══ Available records

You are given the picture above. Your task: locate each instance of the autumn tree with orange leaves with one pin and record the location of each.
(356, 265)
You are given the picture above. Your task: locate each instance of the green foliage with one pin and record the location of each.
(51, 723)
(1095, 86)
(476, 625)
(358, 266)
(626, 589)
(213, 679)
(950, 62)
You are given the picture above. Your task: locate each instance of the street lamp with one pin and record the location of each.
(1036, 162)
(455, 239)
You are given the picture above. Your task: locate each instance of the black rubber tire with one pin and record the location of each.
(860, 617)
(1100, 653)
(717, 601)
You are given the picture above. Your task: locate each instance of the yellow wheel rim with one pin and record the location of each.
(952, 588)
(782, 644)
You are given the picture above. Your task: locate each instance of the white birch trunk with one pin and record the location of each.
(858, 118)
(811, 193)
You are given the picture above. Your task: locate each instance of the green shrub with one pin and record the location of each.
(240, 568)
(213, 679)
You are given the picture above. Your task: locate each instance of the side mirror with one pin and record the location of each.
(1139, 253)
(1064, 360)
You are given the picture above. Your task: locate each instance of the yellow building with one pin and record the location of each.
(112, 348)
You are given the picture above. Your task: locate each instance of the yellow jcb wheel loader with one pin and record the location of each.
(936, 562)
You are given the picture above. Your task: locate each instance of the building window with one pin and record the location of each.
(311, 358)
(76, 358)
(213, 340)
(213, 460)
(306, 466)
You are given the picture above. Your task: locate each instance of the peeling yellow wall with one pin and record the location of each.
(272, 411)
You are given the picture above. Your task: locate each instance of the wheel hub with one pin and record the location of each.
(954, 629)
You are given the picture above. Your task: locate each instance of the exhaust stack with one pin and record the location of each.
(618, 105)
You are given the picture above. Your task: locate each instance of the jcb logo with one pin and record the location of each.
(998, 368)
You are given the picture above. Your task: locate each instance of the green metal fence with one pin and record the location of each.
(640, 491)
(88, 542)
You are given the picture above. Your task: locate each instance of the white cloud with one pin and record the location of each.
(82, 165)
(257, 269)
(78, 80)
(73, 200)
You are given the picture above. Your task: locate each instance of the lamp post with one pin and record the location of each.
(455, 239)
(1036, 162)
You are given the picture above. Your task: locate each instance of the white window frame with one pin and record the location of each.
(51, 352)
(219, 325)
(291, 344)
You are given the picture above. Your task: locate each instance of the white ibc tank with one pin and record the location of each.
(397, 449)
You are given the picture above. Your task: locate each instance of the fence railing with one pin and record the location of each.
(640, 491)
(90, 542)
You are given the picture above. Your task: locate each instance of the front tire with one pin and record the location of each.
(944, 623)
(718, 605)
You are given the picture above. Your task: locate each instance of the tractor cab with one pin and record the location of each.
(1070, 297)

════

▸ **What the task requires**
Please render the portion of the data above that opens with the line containing "of the tractor" and runs through the end of the data, both ends included, as a numbered list with blank lines left out.

▸ **Exercise output**
1. You are given the picture above. Your task: locate each instance of the tractor cab with one pin and record the location of each.
2. (1070, 297)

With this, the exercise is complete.